Start of TEXT EXTRACT
Ohio offers an object lesson on issues in the curriculum space
With renewed attention to Ohio’s curriculum list, I’m republishing an important column with national implications.
Emily Hanford’s reporting is back, and it’s turning the nation’s attention to Steubenville, Ohio, where a district success story has a curriculum at its heart – and that program wasn’t on Ohio’s state list.
Let’s revisit the Ohio story, for the Buckeye State continues to offer a fairly representative picture of the national curriculum landscape. Since I published this piece in March, 2024, Ohio’s curriculum list has seen a number of changes, some quite recent. The February 2025 Update explores the changes; the original article below is unedited.
The Ohio curriculum survey is important, because It gives a rare glimpse into statewide curriculum use. To date, only a few states have offered this.
More importantly, Ohio illustrates basically every material problem in today's curriculum landscape.
Fordham’s coverage includes an analysis of the Ohio survey, and I’d recommend giving it a read.
Let’s unpack the curriculum landscape as of the 22-23 school year:
My key to this Ohio picture:
🟡 The most widely-used materials are foundational skills supplements… a telltale sign that “phonics patching” is happening, as districts address one layer of the problem, but leave other curriculum shortcomings In place.
🔴 The most-used core curricula are relatively weak basals. I’ve been saying that basals are coming to dominate the market, and Ohio certainly offers evidence (as did the CA Reading Coalition report).
🟢 Only one of the comprehensive core programs is considered high-quality by literacy experts, Core Knowledge.
🔵 TCRWP Units of Study and Fountas & Pinnell are hanging strong in a meaningful number of districts, most notably in Ohio suburbs (just as we saw in Massachusetts).
End of TEXT EXTRACT
REQUIREMENT: Continue the text on Ohio's reading curriculum landscape, starting after its final line. The data after this point has no connection to the text on Ohio's curriculum list.
Start of PROVIDED INFORMATION
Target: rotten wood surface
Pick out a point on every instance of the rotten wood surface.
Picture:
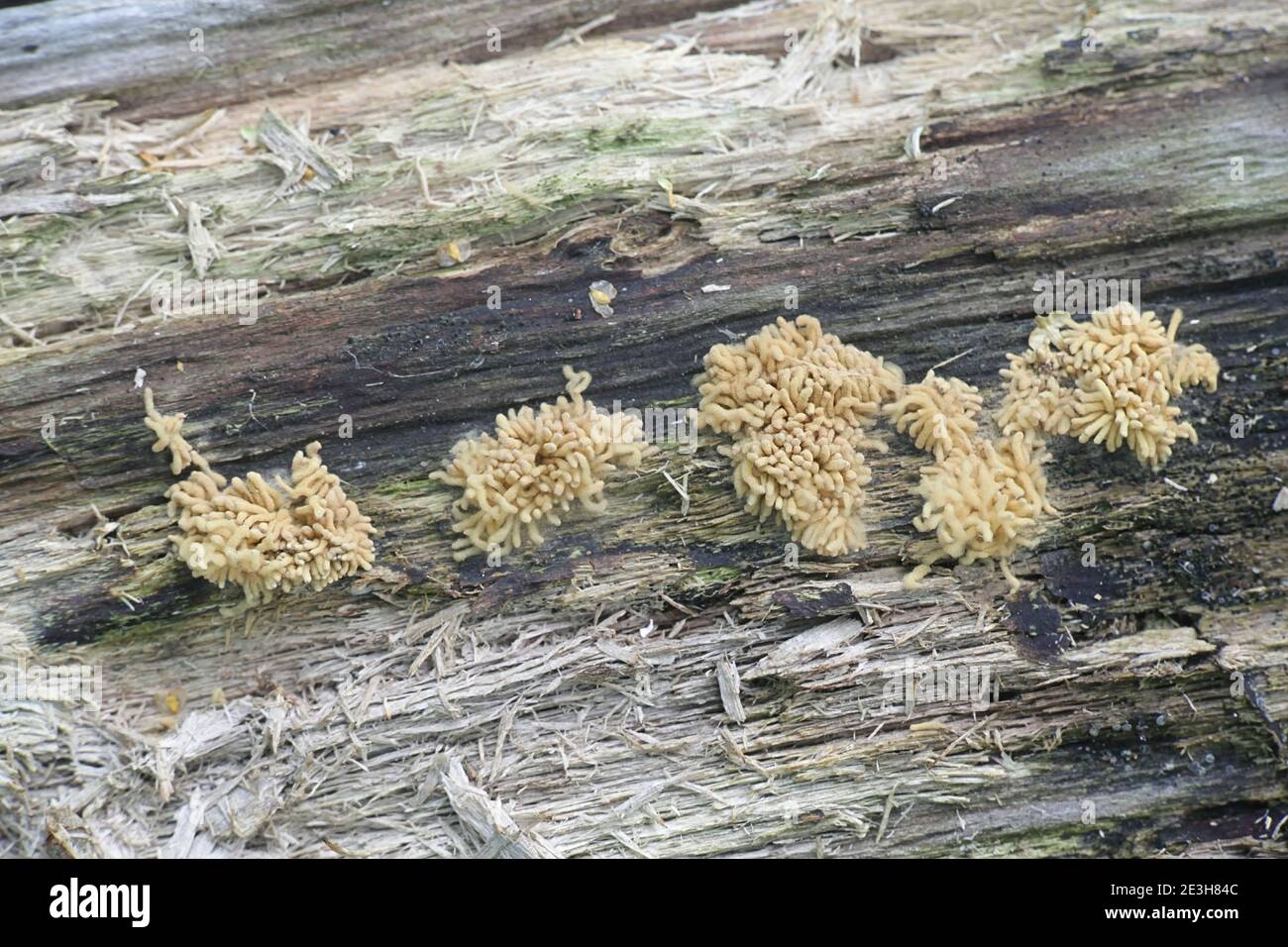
(660, 680)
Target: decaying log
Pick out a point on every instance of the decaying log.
(666, 680)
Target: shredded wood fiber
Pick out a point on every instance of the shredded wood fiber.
(250, 534)
(982, 499)
(799, 405)
(535, 467)
(1108, 380)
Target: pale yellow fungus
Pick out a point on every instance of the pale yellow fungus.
(1108, 380)
(535, 467)
(982, 499)
(799, 403)
(983, 502)
(938, 414)
(601, 295)
(256, 536)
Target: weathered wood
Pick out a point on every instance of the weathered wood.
(580, 698)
End of PROVIDED INFORMATION
EXERCISE OUTPUT:
And EEK: the most-used product, by far, is the Heggerty phonemic awareness supplement… a product that isn’t supported by research, and represents an unfortunate case of the Science of Reading movement popularizing faddish ideas about phonemic awareness. If you haven’t been following this story, Jill Barshay’s reporting offers a superb window into the issues with oral-only phonemic awareness approaches. In fact, Heggerty is walking back its own product right now. This issue hasn’t had the attention it should, because it’s a bit of an embarrassment for the SoR movement. Oral-only phonemic awareness wasn’t promoted by most in the SoR space – in fact, many researchers expressed concerns – but influential voices and conferences promoted the idea and Heggerty spread like wildfire. This deserves attention, especially in light of the remarkable popularity of Heggerty (the company claims its products are in 70% of districts).
Also EEK: a sizable segment of districts have no reported curriculum: 34 out of 605 districts, including two large urban districts. There, teachers have DIY Curricula or a big pile of supplements.
Clearly, Ohio districts have a lot of varied issues to address.
The Fordham analysis is an object lesson, too. It illustrates the field's confusion in defining curriculum quality, because it treats all-green on EdReports as THE barometer. Fordham's reporting suggests that use of Into Reading and Wonders 2020 is good news, and it's not. Here we have savvy writers, with enough of sophistication to get into the nuances of supplement versus comprehensive curriculum, but the authors haven’t caught the breaking news that EdReports now quietly acknowledges the basal problem.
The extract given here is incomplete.